-- TEXT SECTION --
** start **

Guerrilla Interaction Design (part 1)
By Loren Mack on Jan 03, 2008
Loren Mack is a design architect in xDesign who creates strategic and tactical designs for the Service Oriented Architecture/Business Integration group at Sun.
Recently I've been noticing a bit of difficulty among my peers at Sun, as well as other friends I have in the business of design. It seems somewhat widespread that creating good designs, and then having them correctly implemented is a bit of a battle. It makes me think about how leaders of unpopular political resistances must feel as they fight for their position. Speaking their minds, and deploying their Guerrilla fighters to lead the resistance. And here I am, on the side of the Usability Resistance, trying my best to convince the people, overthrow the "usability want-nots", and keep my Guerrillas fighting the good fight.
This reminds me rather of a method I and my team have used in the past to design user interfaces. I call it "Guerrilla Interaction Design". It's a way of creating usable GUIs quickly, under pressure (and sometimes under fire). To describe it properly, I should outline a more conventional user-centered design timeline just for reference - which goes something like:
1. Talk with your local, handy-dandy product manager about what they'd like create as a new program, or what they'd like to do to improve an existing one.
2. Get out of the office and go observe users doing what the new program might do, or using the existing one.
3. Figure out what might meet their needs, or improve the experience.

** end **

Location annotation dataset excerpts
** start **

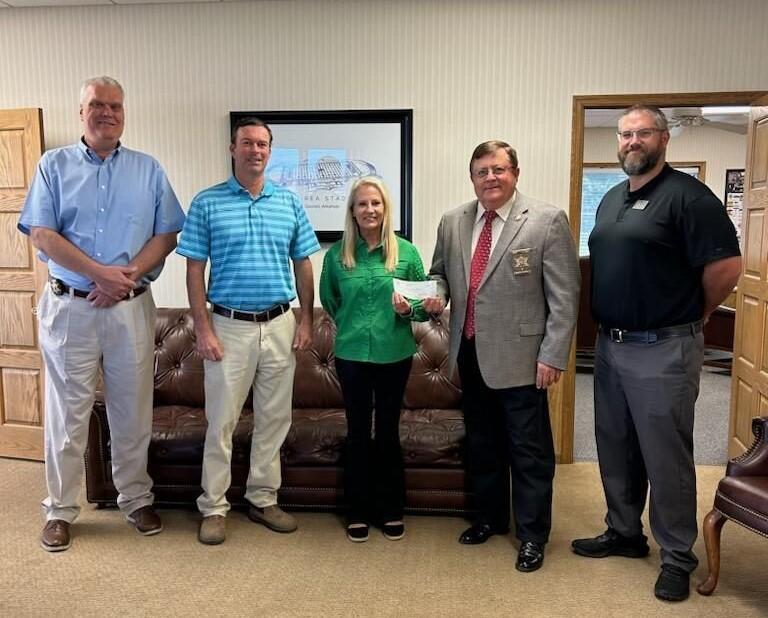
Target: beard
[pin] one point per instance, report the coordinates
(643, 161)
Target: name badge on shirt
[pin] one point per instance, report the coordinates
(521, 261)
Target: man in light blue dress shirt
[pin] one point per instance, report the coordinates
(104, 218)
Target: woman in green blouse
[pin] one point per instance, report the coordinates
(374, 349)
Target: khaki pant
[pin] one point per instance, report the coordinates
(75, 339)
(257, 354)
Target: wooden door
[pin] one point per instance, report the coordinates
(749, 386)
(22, 277)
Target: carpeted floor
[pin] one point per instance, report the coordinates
(112, 571)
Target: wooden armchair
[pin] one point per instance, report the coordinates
(742, 496)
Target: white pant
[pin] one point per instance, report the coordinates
(76, 339)
(258, 354)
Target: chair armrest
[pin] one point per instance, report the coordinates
(754, 462)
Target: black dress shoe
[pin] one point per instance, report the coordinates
(479, 533)
(611, 543)
(673, 583)
(530, 557)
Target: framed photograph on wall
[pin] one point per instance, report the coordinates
(734, 195)
(319, 154)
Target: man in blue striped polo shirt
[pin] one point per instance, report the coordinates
(249, 228)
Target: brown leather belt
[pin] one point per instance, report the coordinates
(59, 288)
(247, 316)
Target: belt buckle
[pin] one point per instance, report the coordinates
(56, 287)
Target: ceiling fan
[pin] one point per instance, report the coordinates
(732, 119)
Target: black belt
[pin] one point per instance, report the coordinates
(262, 316)
(619, 335)
(59, 288)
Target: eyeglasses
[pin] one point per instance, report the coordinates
(641, 133)
(496, 171)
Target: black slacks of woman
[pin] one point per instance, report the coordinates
(374, 479)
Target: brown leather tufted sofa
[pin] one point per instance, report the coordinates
(431, 428)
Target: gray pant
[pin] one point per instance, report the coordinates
(644, 410)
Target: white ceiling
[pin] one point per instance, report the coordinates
(23, 4)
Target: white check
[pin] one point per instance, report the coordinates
(415, 289)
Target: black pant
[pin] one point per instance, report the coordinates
(508, 429)
(374, 479)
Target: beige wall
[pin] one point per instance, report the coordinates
(471, 70)
(720, 150)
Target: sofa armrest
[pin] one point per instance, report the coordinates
(754, 462)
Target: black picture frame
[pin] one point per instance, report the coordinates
(383, 136)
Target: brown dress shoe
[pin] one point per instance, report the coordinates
(213, 530)
(273, 517)
(55, 535)
(146, 521)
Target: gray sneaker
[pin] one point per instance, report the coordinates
(212, 530)
(273, 517)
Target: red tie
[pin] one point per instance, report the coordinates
(479, 262)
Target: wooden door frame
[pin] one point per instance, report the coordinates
(581, 103)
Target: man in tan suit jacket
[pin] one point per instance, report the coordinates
(509, 267)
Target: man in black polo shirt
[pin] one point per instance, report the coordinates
(664, 254)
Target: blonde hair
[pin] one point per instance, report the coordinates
(352, 232)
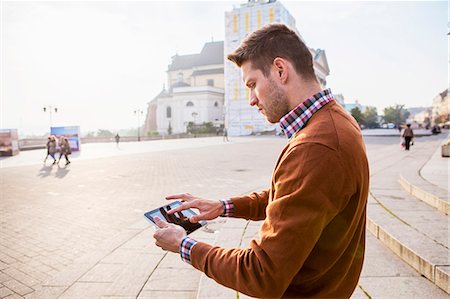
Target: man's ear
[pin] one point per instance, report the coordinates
(281, 69)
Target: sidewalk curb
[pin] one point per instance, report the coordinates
(431, 199)
(437, 274)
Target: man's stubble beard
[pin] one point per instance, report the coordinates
(276, 105)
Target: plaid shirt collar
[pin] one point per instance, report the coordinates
(297, 118)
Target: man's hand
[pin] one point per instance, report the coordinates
(209, 209)
(168, 236)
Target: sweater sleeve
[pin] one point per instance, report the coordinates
(307, 180)
(251, 206)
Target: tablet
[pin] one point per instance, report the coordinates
(179, 218)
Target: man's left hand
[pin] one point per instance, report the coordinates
(168, 236)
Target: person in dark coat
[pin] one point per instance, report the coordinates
(408, 134)
(51, 148)
(65, 149)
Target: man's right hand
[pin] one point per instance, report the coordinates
(209, 209)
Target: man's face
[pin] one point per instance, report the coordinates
(265, 93)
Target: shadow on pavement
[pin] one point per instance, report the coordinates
(61, 172)
(45, 171)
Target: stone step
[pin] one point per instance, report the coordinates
(414, 231)
(414, 182)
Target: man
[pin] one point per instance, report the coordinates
(408, 135)
(313, 237)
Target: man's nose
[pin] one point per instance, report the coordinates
(253, 98)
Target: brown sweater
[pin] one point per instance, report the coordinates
(312, 240)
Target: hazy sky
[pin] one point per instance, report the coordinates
(99, 61)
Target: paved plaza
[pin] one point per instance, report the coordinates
(79, 231)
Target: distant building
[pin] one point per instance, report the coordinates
(356, 104)
(440, 107)
(420, 116)
(241, 118)
(194, 92)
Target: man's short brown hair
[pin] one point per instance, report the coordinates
(272, 41)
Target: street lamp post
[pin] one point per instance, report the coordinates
(139, 112)
(50, 110)
(194, 115)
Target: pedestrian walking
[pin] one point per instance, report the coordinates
(51, 148)
(225, 135)
(117, 137)
(312, 241)
(65, 149)
(408, 136)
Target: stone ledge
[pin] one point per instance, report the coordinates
(438, 274)
(429, 198)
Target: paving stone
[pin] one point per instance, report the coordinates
(102, 273)
(85, 290)
(14, 296)
(4, 291)
(401, 287)
(46, 292)
(17, 287)
(442, 277)
(130, 281)
(21, 277)
(4, 277)
(166, 294)
(173, 279)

** end **

-- PROBLEM 1 --
According to the Guerrilla Interaction Design post, which group at Sun does Loren Mack create designs for?
-- PROBLEM 2 --
Continue the Guerrilla Interaction Design post from its last numbered step.
These entries have nothing to do with the Guerrilla Interaction Design post.

-- EXERCISE ANSWER 1 --
The Service Oriented Architecture/Business Integration group.

-- EXERCISE ANSWER 2 --
4. Go back to the office and document what users are doing today, and what might be an optimized way of doing it in the future (or possibly what they really need to do).
5. Draw some pictures and create a story.
6. Discuss this with the folks from step 1, and iterate, iterate, iterate.
8. Create a paper storyboard, or medium fidelity prototype that someone could review or use to attempt the task with the new, optimized design.
9. Go back out to the field and usability test the design with similar (or the same) users. Observe and document the results and then...
11. If you're lucky, all the rough edges are smoothed out and you have a design that delights the users, makes the product manager happy, and is possible to implement by the developers.
12. Deliver your design, and remain "on-call" for potential "gotcha's" that may come up and need quick decisive design action!
Whew! That's a lot of steps! It approximates what most designers might tell you when explaining how to produce a good design, and is a pretty consistent and standard way of achieving a predictable result.
Now... do it in three days...
To be continued...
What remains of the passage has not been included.